RECORDS FOR THIS TASK
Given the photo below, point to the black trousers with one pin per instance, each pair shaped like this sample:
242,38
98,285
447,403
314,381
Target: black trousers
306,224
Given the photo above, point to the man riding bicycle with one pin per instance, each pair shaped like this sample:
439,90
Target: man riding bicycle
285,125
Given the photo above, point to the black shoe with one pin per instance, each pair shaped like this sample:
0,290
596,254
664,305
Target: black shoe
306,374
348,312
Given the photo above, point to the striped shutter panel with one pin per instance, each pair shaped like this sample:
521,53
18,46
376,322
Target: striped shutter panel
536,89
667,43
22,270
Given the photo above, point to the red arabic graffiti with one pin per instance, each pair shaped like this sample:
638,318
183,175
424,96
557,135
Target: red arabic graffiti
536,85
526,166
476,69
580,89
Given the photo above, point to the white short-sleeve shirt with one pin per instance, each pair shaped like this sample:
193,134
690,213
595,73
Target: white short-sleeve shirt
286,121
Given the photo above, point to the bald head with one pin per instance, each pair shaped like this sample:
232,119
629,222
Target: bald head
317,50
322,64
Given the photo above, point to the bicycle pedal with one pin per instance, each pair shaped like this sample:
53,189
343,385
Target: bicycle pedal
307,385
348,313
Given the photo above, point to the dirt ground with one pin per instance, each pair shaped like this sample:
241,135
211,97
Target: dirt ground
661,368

WHAT THE TASK REQUIRES
Spot the lines above that mention "with" and copy them.

THE ANSWER
Given the photo below, point to the black trousers with one pin per instance, each pair shaped like this sample:
Given the photo above, point to the man riding bicycle with one pin per instance, each pair shaped like this sample:
Given the photo above, point to the black shoe with one pin per instance, each pair shaped like this sample:
Given the photo above, point to the striped shutter panel with one pin per instance, each pair shaped like this sample:
Given the photo above, point to the red arabic graffiti with one pin per instance, each pair shaped like this sample:
Given the photo above, point to the white short-sleeve shirt with one pin per instance, each pair shaped like this sample:
Given the photo above, point to the bald head with one pin per instance, each pair shaped like this sample:
Given the photo above, point to the bicycle pedal with one pin per instance, each pair shaped like this sample:
Given the photo above, point to the dirt ground with one pin per instance, each pair shaped like this sample:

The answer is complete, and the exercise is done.